Exercise brief —
Reproduce each of the records below word for word, changing nothing.
[Begin Recorded information]
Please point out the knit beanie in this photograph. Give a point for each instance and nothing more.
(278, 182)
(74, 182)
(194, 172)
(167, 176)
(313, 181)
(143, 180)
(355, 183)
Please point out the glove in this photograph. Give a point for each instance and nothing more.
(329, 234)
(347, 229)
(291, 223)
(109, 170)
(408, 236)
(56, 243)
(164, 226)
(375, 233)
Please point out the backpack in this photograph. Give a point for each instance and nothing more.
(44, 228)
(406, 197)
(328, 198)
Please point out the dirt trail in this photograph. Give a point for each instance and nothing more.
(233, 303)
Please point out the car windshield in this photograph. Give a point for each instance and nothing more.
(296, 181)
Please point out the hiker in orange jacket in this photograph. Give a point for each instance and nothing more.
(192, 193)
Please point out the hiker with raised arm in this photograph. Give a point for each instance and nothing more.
[End Recorded information]
Output for this task —
Please point out the knit beanie in this photograph. Give a point for each instance and nothing more.
(278, 182)
(74, 182)
(194, 172)
(167, 176)
(313, 181)
(143, 180)
(355, 183)
Please point out the glove in this photograph. Give a point for each instance and nothing more.
(329, 234)
(347, 229)
(291, 223)
(109, 170)
(408, 236)
(56, 243)
(164, 226)
(375, 233)
Please point out the backpack in this photograph. Give a point for each instance and nothing more.
(44, 228)
(406, 197)
(328, 198)
Please point out the dirt trail in this photograph. Give a point for each instance and nothing more.
(233, 303)
Please point out the car windshield in this photograph. Give a point for each instance and nothing more.
(296, 181)
Please point out the hiker in orange jacket in this photograph. Give a point for each instance and nothing more.
(192, 193)
Please point out the hiker with raised arm in this photograph. Give a point for each instance and nothing more.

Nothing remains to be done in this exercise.